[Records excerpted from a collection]
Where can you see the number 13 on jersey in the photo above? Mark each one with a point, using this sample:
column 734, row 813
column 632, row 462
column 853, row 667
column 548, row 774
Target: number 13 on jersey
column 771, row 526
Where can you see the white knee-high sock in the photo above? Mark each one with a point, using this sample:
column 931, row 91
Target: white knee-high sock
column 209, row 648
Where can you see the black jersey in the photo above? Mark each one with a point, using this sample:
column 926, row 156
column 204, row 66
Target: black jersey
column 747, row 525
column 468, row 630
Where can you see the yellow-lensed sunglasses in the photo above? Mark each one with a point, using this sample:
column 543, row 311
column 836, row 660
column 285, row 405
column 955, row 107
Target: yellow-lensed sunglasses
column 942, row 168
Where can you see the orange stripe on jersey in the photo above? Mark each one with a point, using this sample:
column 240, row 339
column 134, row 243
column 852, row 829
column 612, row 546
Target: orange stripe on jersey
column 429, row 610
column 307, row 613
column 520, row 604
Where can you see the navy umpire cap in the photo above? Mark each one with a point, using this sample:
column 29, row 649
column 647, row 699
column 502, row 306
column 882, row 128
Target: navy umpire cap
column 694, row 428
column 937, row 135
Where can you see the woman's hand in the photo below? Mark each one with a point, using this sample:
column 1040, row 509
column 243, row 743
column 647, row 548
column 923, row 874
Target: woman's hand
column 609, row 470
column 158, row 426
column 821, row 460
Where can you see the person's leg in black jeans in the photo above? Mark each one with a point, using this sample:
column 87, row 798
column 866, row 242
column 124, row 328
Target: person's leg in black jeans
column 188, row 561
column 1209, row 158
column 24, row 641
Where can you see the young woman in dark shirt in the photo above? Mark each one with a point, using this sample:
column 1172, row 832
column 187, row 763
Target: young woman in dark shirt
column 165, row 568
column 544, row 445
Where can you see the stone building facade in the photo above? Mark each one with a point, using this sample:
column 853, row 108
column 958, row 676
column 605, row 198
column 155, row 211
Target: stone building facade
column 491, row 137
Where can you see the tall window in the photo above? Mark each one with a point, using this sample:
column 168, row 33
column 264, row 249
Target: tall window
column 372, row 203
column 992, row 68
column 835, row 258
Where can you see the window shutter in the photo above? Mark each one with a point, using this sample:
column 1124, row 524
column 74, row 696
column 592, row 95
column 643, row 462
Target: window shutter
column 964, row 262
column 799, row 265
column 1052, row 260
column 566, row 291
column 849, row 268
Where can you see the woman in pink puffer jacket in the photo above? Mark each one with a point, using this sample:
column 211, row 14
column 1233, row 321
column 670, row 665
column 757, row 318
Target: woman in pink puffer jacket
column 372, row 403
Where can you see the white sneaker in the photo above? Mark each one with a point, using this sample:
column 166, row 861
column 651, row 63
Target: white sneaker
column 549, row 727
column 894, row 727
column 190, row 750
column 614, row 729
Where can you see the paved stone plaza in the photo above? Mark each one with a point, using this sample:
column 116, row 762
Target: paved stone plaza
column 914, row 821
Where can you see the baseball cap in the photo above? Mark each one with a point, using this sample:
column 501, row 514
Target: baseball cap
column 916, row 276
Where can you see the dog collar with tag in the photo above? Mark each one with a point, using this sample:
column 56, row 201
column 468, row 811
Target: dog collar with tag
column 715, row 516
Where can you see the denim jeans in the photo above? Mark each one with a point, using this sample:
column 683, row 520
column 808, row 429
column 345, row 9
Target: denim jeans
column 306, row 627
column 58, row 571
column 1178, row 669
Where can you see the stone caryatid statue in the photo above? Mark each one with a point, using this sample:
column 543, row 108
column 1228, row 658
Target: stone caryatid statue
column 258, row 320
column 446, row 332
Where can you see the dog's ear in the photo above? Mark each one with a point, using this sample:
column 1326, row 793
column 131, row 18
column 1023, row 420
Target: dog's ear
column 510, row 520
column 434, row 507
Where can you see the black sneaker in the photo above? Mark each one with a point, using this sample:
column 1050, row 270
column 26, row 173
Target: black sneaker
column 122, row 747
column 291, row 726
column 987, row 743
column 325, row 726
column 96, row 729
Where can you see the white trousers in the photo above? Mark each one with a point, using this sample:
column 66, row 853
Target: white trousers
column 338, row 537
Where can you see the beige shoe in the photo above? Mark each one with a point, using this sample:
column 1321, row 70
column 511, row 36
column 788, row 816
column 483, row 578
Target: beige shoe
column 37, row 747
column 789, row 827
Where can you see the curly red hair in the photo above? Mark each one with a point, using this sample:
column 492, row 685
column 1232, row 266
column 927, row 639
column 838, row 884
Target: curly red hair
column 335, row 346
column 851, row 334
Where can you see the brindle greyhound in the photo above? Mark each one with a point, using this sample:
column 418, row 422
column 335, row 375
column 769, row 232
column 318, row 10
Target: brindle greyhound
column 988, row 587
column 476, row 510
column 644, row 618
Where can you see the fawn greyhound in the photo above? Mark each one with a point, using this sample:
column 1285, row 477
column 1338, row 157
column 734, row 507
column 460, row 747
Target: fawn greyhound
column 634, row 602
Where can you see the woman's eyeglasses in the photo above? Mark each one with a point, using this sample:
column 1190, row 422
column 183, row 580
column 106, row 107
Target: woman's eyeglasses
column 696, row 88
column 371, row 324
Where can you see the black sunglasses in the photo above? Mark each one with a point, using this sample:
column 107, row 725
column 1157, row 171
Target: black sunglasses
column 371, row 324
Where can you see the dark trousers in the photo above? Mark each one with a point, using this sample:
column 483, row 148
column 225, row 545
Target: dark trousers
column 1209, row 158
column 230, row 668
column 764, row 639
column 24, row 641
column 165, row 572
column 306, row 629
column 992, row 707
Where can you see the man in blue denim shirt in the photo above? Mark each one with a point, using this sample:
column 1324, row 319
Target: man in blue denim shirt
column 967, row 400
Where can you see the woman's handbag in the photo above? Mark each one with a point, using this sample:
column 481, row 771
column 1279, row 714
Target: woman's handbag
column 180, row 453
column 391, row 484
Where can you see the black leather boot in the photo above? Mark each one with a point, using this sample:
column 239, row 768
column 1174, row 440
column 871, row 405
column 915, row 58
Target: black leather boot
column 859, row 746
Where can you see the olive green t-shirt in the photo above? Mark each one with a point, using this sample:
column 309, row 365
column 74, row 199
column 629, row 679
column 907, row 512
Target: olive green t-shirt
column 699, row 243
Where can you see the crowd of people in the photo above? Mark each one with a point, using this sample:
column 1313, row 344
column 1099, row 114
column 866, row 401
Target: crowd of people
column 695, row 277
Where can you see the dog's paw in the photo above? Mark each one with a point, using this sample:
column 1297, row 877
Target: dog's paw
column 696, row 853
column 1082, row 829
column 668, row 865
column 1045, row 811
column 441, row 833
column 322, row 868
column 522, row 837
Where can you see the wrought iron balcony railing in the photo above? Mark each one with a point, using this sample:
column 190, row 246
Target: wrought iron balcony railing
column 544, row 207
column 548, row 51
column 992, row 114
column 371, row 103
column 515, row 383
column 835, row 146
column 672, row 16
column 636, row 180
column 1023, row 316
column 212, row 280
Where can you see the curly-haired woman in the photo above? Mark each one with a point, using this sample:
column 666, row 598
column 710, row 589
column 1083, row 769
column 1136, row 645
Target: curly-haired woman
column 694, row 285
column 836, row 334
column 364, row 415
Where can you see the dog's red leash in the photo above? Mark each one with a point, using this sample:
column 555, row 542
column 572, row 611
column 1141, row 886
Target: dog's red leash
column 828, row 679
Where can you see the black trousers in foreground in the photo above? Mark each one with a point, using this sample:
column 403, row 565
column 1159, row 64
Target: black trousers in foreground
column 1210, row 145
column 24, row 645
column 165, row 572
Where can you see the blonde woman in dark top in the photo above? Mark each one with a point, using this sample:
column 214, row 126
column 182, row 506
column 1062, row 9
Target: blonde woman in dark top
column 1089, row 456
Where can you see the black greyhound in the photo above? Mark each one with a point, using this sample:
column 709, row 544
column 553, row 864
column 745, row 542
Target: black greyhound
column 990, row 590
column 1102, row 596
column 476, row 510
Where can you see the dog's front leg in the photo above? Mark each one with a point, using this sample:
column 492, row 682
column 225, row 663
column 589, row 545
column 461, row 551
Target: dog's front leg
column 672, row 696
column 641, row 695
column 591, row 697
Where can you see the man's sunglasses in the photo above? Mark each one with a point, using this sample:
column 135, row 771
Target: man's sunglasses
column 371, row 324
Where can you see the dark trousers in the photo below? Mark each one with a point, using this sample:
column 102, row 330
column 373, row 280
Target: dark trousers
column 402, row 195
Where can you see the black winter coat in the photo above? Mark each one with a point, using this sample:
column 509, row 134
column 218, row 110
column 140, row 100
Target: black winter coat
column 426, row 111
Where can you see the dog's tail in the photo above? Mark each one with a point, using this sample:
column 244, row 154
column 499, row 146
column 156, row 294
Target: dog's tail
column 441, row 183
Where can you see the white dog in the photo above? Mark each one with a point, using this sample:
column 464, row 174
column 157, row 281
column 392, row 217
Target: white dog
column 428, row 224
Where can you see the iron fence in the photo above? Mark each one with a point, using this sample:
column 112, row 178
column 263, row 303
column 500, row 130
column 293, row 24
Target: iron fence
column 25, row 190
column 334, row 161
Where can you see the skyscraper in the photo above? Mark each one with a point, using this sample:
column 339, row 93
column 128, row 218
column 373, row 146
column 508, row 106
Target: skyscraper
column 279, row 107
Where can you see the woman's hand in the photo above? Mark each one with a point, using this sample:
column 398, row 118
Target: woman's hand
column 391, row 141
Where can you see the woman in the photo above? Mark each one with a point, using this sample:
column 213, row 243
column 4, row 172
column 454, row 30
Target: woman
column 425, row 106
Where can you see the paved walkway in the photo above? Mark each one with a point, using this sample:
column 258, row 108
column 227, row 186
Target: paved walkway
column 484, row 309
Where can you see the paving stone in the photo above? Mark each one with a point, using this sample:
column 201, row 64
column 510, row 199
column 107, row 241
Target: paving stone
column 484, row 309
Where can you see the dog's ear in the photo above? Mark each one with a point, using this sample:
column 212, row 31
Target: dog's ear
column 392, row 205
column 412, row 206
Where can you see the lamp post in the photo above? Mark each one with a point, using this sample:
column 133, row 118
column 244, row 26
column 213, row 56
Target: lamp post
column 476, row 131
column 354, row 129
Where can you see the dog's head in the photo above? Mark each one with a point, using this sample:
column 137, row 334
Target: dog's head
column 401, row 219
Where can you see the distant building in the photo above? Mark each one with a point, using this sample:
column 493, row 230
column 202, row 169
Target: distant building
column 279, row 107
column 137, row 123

## Written problem:
Can you reproduce, word for word, the stretch of data from the line containing "Where can you see the dark trousers in the photo below?" through the line containing "column 441, row 183"?

## Response below:
Where can you see the dark trousers in the photo below? Mark each one with a point, using this sample:
column 102, row 330
column 373, row 280
Target: dark trousers
column 402, row 195
Where can you see the black winter coat in the photo above? Mark each one with a point, using this sample:
column 509, row 134
column 218, row 110
column 140, row 100
Target: black winter coat
column 426, row 111
Where can you see the dog's tail in the photo above? Mark each one with a point, using this sample:
column 244, row 154
column 499, row 146
column 156, row 294
Target: dog's tail
column 441, row 183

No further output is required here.